__WORK TO BE COMPLETED__
Gather every line in the rows below that contains the word "book".

__SUPPLIED RECORDS__

┄┄┄┄┄┄

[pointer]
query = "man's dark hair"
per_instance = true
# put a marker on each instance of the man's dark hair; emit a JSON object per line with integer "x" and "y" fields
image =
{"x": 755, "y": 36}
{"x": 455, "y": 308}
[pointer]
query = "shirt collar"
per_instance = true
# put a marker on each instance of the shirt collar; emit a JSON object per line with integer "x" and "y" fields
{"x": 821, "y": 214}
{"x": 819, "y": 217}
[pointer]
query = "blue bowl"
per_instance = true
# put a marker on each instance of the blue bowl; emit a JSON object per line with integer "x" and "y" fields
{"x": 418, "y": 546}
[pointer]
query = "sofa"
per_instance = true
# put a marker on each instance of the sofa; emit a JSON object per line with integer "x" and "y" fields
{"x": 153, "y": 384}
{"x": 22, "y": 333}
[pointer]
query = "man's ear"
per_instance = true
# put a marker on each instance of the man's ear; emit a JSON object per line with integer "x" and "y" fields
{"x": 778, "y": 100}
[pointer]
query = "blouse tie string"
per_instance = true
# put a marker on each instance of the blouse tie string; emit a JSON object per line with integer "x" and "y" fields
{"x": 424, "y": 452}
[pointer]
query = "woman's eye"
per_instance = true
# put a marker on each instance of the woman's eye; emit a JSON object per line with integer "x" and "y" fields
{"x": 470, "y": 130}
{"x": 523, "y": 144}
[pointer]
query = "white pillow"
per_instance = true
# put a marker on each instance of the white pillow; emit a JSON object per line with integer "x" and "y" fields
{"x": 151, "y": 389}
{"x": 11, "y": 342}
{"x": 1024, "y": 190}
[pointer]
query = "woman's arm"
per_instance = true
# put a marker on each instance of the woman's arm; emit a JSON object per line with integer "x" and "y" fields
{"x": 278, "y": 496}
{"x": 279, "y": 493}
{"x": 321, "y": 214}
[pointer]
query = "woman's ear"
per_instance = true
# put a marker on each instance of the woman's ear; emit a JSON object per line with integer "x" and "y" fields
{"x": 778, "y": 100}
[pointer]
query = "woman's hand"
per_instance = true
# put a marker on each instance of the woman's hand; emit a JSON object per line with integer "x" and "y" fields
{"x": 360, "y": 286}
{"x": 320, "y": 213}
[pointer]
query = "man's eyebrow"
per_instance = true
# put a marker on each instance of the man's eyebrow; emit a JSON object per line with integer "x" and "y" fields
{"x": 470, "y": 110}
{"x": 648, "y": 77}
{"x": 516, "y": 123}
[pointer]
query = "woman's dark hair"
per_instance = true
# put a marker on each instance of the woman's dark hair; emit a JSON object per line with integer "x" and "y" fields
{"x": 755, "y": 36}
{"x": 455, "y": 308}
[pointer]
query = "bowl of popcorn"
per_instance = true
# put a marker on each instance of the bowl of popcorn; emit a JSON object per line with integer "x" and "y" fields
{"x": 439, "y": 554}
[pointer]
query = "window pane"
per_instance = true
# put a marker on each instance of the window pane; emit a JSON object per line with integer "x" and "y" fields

┄┄┄┄┄┄

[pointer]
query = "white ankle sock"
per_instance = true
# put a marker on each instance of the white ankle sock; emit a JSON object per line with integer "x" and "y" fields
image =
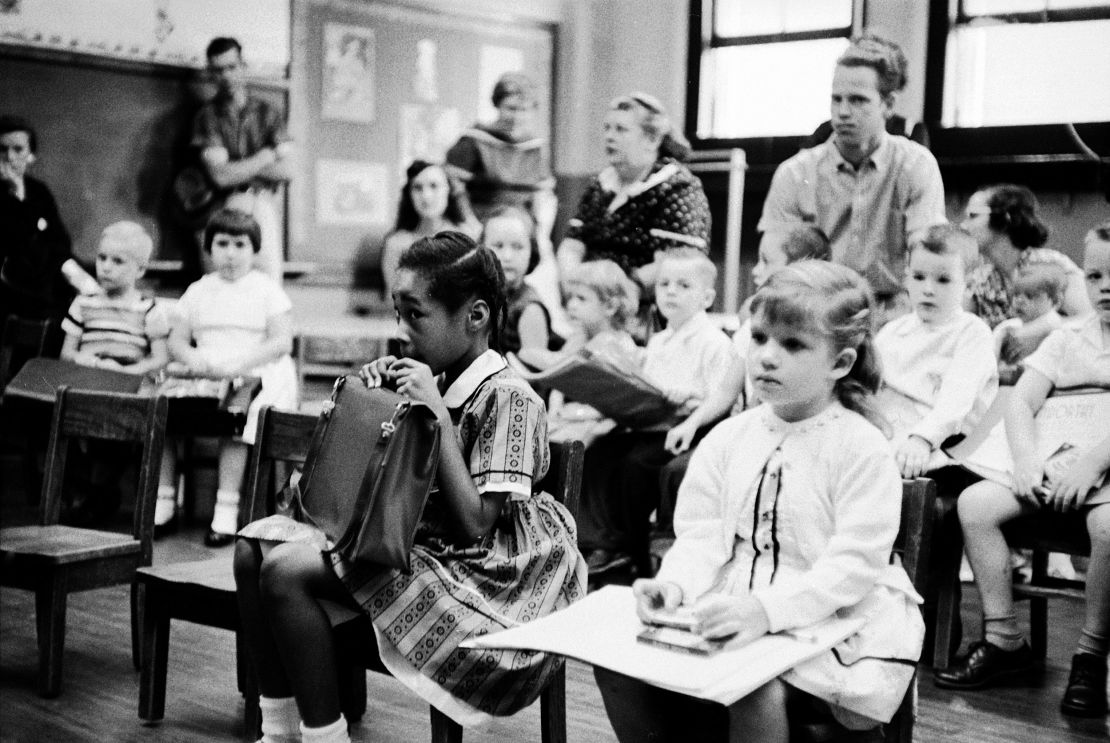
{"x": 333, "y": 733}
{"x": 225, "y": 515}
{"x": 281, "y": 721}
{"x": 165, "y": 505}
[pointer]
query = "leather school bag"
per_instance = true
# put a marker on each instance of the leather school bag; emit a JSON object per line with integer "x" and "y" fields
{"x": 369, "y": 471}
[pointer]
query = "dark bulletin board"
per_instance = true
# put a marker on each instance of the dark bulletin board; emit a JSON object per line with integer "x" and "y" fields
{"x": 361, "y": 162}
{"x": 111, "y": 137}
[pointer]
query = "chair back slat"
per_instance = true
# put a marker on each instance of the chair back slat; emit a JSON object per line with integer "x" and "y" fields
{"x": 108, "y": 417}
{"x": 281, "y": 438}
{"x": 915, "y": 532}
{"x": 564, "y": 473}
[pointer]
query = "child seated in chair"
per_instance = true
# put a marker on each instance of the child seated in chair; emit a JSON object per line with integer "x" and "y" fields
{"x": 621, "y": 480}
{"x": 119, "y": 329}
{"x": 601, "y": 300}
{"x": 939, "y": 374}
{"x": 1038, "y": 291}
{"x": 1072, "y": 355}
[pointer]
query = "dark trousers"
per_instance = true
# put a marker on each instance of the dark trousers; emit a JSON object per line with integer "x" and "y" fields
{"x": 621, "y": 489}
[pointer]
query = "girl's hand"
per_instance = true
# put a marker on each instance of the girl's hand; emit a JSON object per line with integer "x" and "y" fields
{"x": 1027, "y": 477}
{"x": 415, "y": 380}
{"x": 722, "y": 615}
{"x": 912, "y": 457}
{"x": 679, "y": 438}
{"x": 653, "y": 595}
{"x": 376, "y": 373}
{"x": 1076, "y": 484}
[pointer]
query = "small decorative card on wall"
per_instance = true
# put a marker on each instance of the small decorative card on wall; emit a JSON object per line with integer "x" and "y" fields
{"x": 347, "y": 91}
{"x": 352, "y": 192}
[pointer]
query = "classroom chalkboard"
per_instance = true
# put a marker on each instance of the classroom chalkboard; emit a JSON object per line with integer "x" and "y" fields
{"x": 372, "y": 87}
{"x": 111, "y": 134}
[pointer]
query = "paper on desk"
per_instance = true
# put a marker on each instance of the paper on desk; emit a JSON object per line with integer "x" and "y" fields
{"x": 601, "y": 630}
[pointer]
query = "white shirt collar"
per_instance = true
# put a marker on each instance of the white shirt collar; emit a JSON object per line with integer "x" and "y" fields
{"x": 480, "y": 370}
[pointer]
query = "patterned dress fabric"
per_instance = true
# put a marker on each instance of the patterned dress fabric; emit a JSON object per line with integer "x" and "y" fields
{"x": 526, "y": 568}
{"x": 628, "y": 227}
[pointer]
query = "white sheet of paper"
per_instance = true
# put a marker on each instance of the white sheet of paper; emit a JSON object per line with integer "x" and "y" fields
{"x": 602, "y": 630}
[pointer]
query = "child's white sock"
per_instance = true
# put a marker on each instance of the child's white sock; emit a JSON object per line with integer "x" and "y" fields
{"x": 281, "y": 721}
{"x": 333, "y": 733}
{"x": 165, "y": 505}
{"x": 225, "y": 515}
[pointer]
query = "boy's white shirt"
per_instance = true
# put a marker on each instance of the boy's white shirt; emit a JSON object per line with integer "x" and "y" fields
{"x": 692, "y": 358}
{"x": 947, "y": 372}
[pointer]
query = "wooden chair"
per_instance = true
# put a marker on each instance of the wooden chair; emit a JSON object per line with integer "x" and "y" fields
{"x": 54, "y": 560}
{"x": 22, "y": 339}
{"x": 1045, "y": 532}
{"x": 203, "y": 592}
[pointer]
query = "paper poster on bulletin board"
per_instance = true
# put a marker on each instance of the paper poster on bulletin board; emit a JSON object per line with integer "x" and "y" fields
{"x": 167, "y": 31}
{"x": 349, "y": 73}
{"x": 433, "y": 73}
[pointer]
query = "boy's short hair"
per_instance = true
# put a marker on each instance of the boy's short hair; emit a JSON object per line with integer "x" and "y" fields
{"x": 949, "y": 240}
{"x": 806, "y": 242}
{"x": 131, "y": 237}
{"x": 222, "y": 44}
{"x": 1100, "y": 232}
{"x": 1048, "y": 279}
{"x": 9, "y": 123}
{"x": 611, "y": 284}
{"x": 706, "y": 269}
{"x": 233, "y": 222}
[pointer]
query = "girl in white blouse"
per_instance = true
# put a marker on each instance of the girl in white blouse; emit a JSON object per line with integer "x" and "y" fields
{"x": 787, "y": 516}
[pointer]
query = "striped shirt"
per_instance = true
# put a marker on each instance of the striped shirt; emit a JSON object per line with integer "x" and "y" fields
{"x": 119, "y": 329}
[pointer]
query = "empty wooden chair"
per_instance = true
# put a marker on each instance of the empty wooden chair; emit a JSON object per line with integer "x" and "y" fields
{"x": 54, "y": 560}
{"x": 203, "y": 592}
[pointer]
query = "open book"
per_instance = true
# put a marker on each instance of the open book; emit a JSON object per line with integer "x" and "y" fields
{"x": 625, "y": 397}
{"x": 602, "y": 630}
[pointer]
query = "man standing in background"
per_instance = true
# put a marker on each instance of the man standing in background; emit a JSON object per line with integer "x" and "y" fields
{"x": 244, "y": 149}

┄┄┄┄┄┄

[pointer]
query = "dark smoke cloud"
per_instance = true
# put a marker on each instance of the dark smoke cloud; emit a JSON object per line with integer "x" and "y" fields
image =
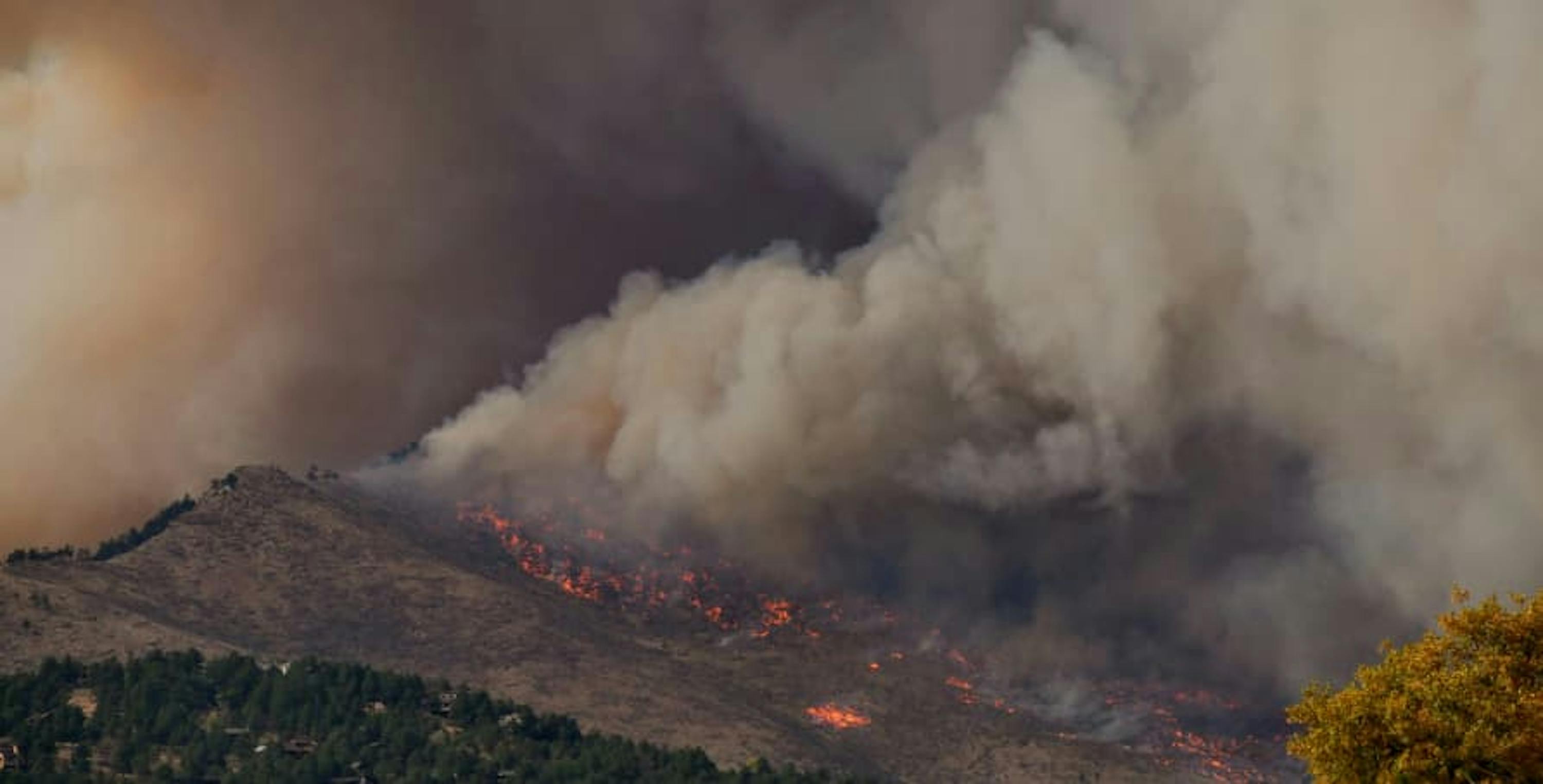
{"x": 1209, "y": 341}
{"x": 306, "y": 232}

┄┄┄┄┄┄

__EXERCISE OUTPUT__
query = "open book"
# put a marker on each instance of the open book; emit a JSON object per line with integer "x" and "y" fields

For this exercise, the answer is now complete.